# [Given exercise]
Please output, word for word, the lines of the entries starting at the line that contains "Report x and y for each instance of the blue t-shirt" and ending at the line that contains "x=313, y=543", with both of those lines included.

Collection entries
◆ ◆ ◆ ◆

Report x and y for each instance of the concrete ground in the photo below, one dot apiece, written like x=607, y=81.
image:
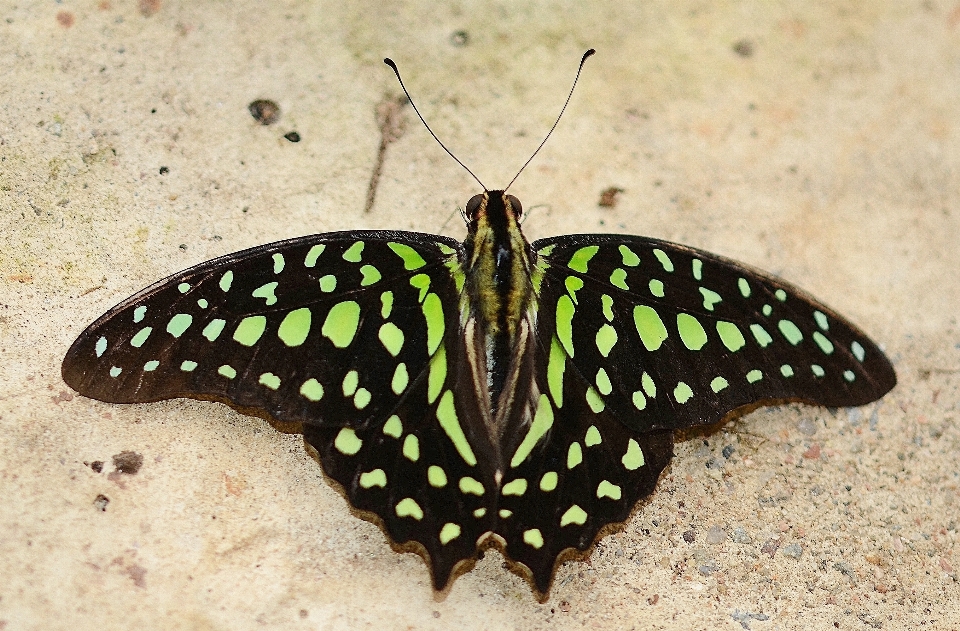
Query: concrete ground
x=819, y=141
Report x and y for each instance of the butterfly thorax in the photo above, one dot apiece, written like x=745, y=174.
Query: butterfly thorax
x=498, y=267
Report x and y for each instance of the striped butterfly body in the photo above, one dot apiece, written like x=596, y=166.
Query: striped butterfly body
x=489, y=393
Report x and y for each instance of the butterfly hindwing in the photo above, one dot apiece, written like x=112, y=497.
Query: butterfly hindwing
x=673, y=337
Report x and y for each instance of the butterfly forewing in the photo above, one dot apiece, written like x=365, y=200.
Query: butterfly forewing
x=671, y=337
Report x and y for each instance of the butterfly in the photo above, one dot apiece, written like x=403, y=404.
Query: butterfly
x=490, y=393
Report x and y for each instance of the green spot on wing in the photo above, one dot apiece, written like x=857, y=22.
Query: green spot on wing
x=649, y=326
x=411, y=258
x=581, y=258
x=295, y=327
x=447, y=415
x=340, y=325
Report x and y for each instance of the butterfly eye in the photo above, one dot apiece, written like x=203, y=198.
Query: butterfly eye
x=473, y=205
x=515, y=204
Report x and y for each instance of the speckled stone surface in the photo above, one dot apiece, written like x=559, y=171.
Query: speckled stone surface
x=818, y=141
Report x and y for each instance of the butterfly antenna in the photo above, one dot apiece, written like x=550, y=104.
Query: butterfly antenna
x=392, y=65
x=562, y=110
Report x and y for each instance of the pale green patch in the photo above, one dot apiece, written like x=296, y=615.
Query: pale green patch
x=371, y=275
x=556, y=366
x=607, y=303
x=340, y=325
x=438, y=374
x=400, y=379
x=730, y=335
x=607, y=489
x=592, y=437
x=421, y=282
x=213, y=330
x=581, y=258
x=825, y=345
x=312, y=390
x=573, y=284
x=393, y=427
x=370, y=479
x=354, y=252
x=250, y=329
x=664, y=259
x=649, y=326
x=542, y=422
x=574, y=455
x=470, y=486
x=295, y=327
x=515, y=487
x=603, y=382
x=790, y=331
x=646, y=381
x=618, y=278
x=313, y=254
x=411, y=258
x=574, y=515
x=533, y=538
x=633, y=459
x=138, y=340
x=269, y=380
x=328, y=283
x=710, y=298
x=760, y=334
x=386, y=304
x=433, y=313
x=639, y=401
x=549, y=481
x=411, y=448
x=436, y=476
x=594, y=401
x=564, y=326
x=347, y=442
x=226, y=281
x=407, y=507
x=691, y=332
x=449, y=532
x=447, y=415
x=858, y=351
x=361, y=399
x=391, y=337
x=630, y=258
x=606, y=339
x=266, y=292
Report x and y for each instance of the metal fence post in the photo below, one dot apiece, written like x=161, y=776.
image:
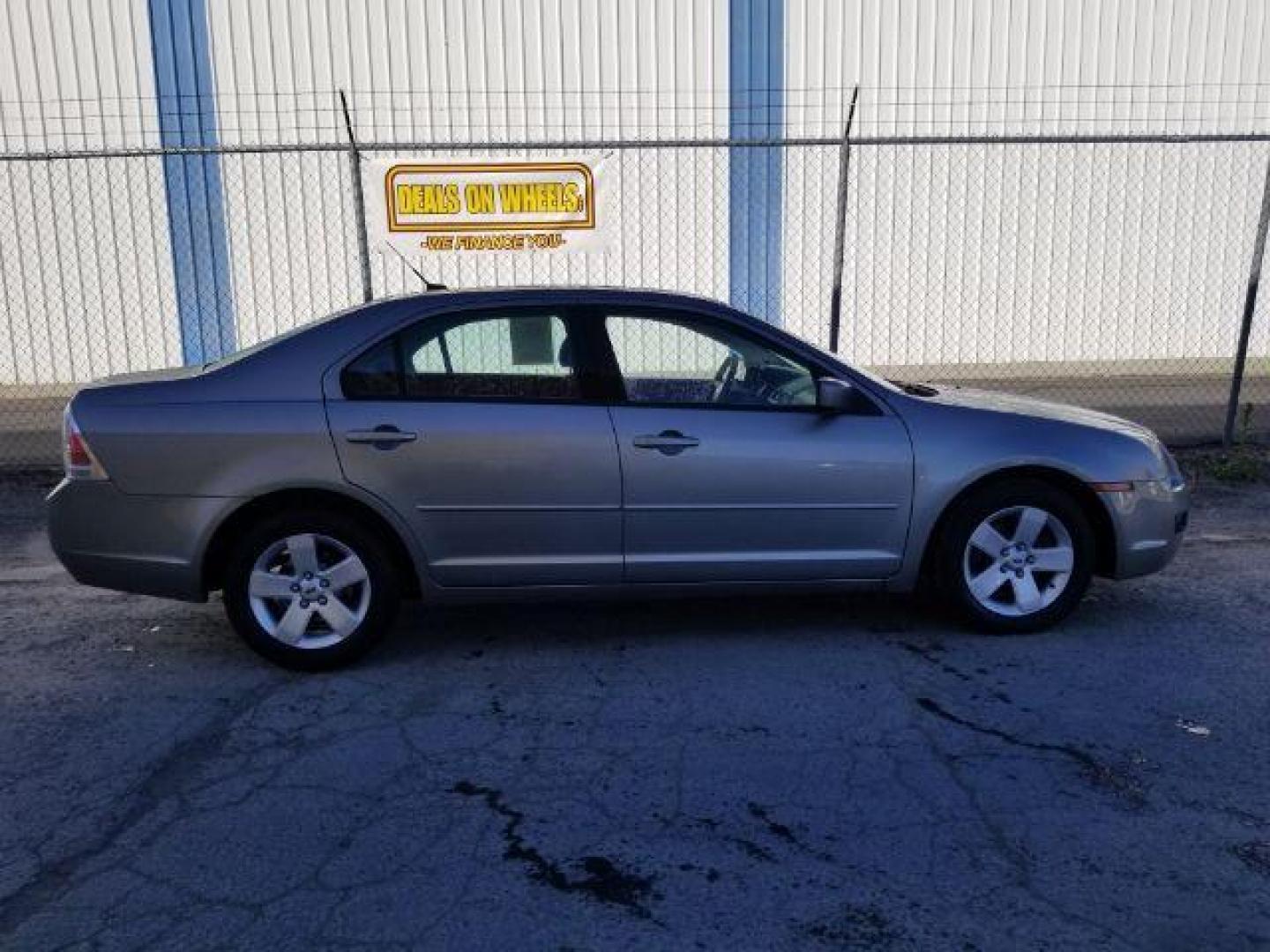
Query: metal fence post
x=840, y=230
x=1250, y=305
x=355, y=158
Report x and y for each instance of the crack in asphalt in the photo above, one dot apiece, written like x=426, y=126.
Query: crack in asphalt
x=1099, y=773
x=163, y=779
x=603, y=881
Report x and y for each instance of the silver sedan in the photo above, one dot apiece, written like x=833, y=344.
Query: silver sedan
x=557, y=442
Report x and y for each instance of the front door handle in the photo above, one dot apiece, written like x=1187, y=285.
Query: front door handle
x=383, y=437
x=667, y=442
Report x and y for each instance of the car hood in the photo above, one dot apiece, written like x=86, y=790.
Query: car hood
x=997, y=401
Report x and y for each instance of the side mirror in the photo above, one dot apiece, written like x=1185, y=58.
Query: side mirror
x=833, y=395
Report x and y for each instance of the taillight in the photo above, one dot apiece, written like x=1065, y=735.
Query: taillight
x=78, y=458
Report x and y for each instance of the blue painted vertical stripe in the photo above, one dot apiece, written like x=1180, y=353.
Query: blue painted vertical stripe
x=196, y=201
x=756, y=109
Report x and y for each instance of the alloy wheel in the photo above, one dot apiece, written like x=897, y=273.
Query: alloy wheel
x=1019, y=562
x=309, y=591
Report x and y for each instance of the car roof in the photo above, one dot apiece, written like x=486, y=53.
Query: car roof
x=531, y=294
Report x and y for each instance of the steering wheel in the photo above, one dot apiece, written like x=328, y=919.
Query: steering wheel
x=725, y=376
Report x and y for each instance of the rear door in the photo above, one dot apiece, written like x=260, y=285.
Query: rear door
x=733, y=473
x=476, y=428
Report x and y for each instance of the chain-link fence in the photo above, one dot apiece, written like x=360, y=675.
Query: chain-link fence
x=1109, y=271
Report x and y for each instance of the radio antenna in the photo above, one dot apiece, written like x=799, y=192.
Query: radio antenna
x=427, y=285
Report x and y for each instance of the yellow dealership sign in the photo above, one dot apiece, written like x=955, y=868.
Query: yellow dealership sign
x=488, y=206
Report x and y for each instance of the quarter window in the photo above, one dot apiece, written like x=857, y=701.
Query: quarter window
x=505, y=355
x=672, y=361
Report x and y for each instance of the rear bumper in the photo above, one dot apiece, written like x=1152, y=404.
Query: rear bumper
x=1149, y=522
x=147, y=545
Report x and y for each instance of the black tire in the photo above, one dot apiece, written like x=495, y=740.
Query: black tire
x=969, y=513
x=381, y=600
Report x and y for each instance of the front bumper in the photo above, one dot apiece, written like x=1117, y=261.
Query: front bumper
x=147, y=545
x=1149, y=522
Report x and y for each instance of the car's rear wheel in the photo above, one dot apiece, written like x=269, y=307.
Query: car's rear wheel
x=1016, y=556
x=311, y=591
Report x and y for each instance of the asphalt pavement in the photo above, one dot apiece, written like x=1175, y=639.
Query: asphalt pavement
x=747, y=773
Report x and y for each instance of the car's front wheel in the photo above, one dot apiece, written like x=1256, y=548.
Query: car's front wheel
x=310, y=591
x=1016, y=555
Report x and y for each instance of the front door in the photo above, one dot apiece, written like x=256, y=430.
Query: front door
x=732, y=473
x=474, y=427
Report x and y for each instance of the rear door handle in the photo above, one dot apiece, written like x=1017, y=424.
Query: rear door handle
x=383, y=437
x=667, y=442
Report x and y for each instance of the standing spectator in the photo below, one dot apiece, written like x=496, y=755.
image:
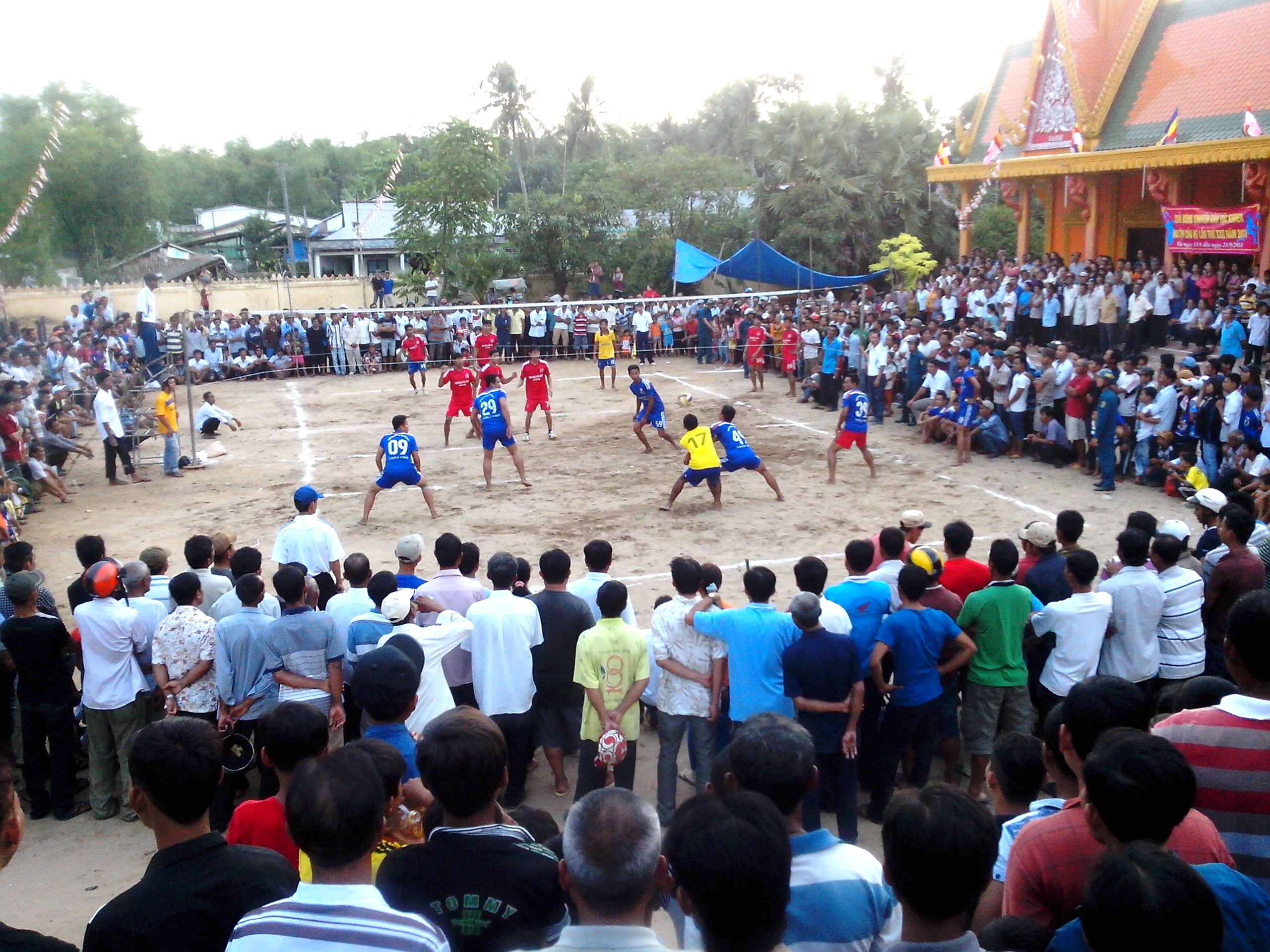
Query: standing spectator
x=688, y=694
x=505, y=631
x=304, y=652
x=196, y=887
x=312, y=542
x=111, y=639
x=1132, y=651
x=475, y=849
x=557, y=697
x=613, y=668
x=824, y=677
x=996, y=691
x=37, y=648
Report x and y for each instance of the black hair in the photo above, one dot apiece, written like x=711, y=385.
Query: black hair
x=611, y=599
x=686, y=575
x=1004, y=556
x=811, y=574
x=177, y=765
x=447, y=550
x=183, y=588
x=463, y=761
x=732, y=856
x=1100, y=704
x=772, y=756
x=554, y=567
x=89, y=550
x=890, y=541
x=939, y=846
x=860, y=554
x=1146, y=898
x=1019, y=766
x=291, y=733
x=599, y=555
x=336, y=808
x=246, y=561
x=289, y=582
x=958, y=537
x=760, y=583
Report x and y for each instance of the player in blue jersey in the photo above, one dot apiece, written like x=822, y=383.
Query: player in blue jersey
x=493, y=422
x=398, y=461
x=853, y=428
x=649, y=409
x=738, y=455
x=967, y=382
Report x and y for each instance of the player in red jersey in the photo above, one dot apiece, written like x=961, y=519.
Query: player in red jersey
x=536, y=380
x=463, y=391
x=790, y=341
x=416, y=351
x=756, y=339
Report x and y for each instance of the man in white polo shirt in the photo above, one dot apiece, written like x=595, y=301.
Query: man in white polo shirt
x=312, y=542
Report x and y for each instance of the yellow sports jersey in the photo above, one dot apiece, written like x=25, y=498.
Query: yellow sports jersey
x=700, y=446
x=606, y=343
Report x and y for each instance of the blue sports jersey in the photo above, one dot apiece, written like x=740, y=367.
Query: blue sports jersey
x=856, y=405
x=398, y=448
x=491, y=413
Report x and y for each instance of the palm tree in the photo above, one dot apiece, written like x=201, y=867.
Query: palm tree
x=513, y=122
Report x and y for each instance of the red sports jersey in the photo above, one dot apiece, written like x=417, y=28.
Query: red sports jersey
x=486, y=345
x=535, y=376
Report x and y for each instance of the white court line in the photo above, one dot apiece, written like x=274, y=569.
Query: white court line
x=307, y=454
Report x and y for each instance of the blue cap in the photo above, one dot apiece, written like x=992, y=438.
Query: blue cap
x=308, y=495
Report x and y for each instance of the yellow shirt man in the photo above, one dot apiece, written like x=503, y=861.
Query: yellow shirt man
x=700, y=446
x=166, y=413
x=610, y=659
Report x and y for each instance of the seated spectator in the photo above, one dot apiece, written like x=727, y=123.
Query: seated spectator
x=197, y=887
x=337, y=819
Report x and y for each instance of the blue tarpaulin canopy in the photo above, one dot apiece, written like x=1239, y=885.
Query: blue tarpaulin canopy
x=760, y=263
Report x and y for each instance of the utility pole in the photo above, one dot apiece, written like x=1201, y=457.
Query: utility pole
x=286, y=212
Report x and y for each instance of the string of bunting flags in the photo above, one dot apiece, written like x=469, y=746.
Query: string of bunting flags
x=62, y=112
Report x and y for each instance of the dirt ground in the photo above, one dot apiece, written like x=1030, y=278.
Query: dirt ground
x=592, y=483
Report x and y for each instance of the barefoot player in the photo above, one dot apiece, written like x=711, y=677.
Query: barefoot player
x=702, y=463
x=738, y=452
x=649, y=409
x=493, y=418
x=853, y=428
x=398, y=461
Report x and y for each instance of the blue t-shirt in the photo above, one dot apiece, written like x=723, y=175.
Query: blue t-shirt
x=398, y=448
x=856, y=405
x=916, y=640
x=398, y=737
x=733, y=443
x=491, y=413
x=867, y=602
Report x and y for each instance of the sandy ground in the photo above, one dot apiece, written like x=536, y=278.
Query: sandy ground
x=591, y=483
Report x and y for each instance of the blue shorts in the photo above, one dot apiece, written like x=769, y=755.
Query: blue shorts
x=393, y=476
x=491, y=438
x=694, y=477
x=734, y=463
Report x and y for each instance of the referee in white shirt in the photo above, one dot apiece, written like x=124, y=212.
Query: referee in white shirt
x=313, y=543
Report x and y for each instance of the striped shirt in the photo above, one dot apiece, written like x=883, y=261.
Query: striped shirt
x=1182, y=630
x=1228, y=746
x=330, y=918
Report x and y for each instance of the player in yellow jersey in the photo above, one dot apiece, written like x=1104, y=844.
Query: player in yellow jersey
x=702, y=463
x=606, y=353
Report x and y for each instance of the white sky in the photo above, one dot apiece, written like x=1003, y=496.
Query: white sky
x=205, y=74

◆ ◆ ◆ ◆

# [Solved problem]
Report x and y for each instance of the blue t-shirt in the photo above, one dot apiece, written like x=723, y=175.
Query: blue t-shirt
x=398, y=448
x=856, y=405
x=916, y=640
x=398, y=737
x=733, y=443
x=491, y=413
x=867, y=602
Report x and y for each instance of the sandy ground in the photo above, one dot apiece, written like x=536, y=278.
Query: sandy ground
x=591, y=483
Report x and y for each instance of the blue shorts in the photo above, one dot apiece, written like x=769, y=755.
Query: blue shorts
x=393, y=476
x=491, y=438
x=694, y=477
x=734, y=463
Report x and y for each instance of the referee in white shirt in the photo above, one dot apiece, written like x=124, y=212.
Query: referee in white shirt
x=313, y=543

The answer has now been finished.